Exercise: Gather every line of the data below that contains the word "tower" and copy each one out.

(Pointing dataset records)
☆ ☆ ☆

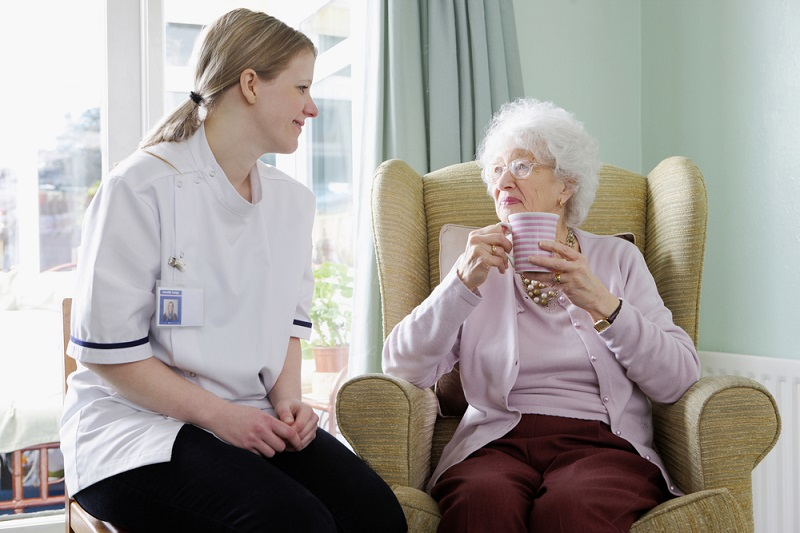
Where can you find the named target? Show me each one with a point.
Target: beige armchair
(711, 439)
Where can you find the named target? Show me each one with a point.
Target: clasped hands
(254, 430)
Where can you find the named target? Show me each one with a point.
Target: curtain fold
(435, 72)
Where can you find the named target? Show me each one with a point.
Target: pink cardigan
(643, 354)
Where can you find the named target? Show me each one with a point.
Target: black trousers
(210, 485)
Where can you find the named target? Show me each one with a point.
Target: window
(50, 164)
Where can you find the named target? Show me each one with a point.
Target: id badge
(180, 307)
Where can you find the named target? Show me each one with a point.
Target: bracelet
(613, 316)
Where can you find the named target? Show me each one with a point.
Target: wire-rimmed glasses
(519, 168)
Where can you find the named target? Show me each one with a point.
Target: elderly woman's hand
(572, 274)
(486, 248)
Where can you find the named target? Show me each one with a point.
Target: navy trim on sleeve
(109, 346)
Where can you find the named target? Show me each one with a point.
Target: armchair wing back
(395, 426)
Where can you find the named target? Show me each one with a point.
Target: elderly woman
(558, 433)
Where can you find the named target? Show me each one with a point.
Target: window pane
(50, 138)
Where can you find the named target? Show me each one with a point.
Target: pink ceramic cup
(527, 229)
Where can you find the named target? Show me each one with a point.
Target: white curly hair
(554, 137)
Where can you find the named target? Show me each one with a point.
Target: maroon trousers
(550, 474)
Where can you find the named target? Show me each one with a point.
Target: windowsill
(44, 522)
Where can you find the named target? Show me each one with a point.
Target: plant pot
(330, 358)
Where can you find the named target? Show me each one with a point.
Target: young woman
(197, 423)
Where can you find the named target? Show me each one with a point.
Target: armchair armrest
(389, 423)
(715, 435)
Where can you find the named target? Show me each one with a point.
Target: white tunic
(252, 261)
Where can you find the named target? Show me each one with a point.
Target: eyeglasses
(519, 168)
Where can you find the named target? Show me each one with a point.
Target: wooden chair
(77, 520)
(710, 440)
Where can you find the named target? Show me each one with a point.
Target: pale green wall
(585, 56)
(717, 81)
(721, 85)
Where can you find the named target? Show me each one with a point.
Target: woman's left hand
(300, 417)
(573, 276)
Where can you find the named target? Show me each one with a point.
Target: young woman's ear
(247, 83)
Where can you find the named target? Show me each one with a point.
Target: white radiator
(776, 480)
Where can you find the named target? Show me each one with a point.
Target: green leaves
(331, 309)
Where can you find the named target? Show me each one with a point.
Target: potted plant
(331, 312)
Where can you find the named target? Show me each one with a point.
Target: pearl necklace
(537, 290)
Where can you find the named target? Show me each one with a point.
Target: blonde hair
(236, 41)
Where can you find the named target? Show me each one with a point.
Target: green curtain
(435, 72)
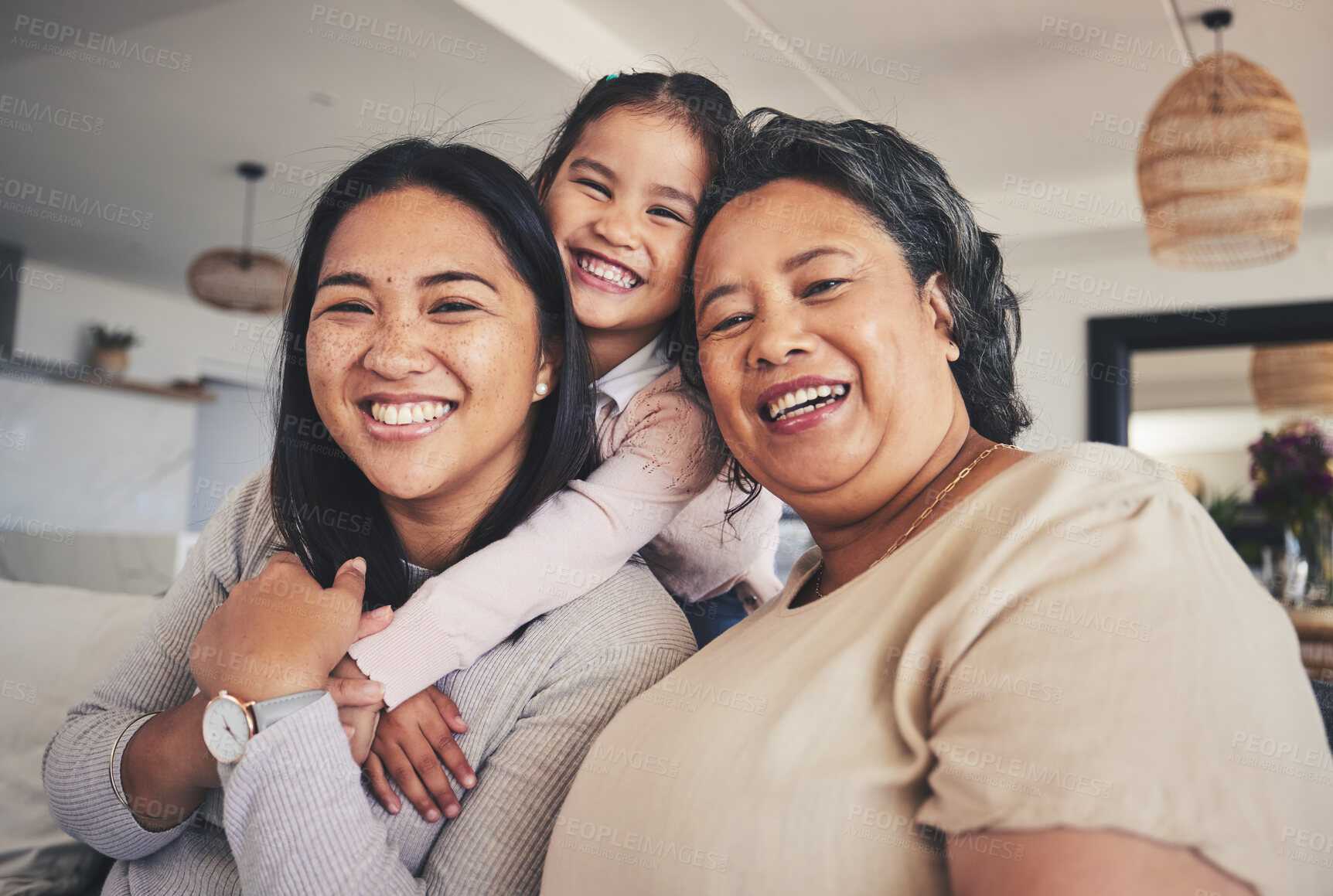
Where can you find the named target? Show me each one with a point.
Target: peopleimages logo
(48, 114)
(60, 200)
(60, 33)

☆ ☆ ☆

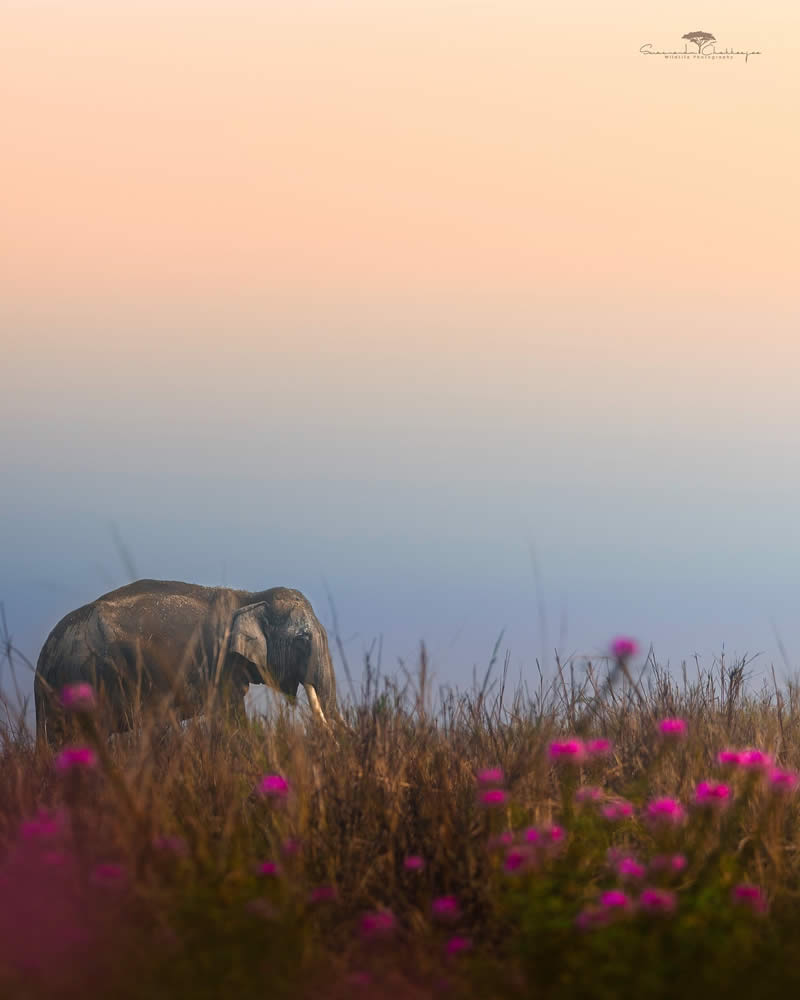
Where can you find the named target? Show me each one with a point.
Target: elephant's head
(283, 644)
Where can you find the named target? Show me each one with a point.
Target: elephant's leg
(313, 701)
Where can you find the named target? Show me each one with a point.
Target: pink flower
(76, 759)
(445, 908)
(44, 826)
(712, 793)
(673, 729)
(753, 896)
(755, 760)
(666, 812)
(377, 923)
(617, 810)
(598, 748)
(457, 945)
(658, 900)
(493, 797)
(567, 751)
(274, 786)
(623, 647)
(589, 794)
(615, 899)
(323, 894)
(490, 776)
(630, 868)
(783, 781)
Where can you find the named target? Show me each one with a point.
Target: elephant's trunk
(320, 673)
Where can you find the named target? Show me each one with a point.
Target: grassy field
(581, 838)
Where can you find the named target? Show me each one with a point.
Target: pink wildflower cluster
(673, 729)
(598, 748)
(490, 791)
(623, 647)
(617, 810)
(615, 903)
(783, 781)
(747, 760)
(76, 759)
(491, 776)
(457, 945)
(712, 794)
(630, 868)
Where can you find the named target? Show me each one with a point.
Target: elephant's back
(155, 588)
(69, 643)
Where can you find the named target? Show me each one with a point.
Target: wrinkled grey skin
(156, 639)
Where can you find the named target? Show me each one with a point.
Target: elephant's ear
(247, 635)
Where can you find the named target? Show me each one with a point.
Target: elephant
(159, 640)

☆ ☆ ☆

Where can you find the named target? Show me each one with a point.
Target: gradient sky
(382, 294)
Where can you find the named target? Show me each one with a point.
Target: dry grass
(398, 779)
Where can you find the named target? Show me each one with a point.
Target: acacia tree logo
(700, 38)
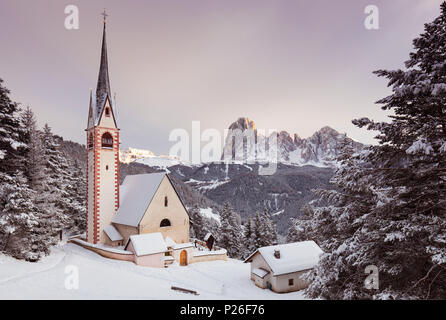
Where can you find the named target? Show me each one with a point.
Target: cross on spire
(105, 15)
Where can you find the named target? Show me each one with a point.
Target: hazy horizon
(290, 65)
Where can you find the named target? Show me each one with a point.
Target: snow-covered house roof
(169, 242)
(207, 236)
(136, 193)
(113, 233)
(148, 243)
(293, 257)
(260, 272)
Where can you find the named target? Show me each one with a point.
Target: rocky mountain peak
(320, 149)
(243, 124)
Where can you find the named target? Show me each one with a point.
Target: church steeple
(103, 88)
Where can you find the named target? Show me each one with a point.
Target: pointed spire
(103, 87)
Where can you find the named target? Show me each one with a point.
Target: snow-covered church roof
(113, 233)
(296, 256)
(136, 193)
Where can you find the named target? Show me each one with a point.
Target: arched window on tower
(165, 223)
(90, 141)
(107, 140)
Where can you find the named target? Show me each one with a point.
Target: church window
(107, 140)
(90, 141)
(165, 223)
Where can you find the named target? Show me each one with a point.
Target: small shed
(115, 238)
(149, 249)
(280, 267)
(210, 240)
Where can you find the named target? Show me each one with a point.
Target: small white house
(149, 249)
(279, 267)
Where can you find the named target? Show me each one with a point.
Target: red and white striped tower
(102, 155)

☆ ☆ ☆

Correct response:
Target: arched window on tower
Target: red and white striped tower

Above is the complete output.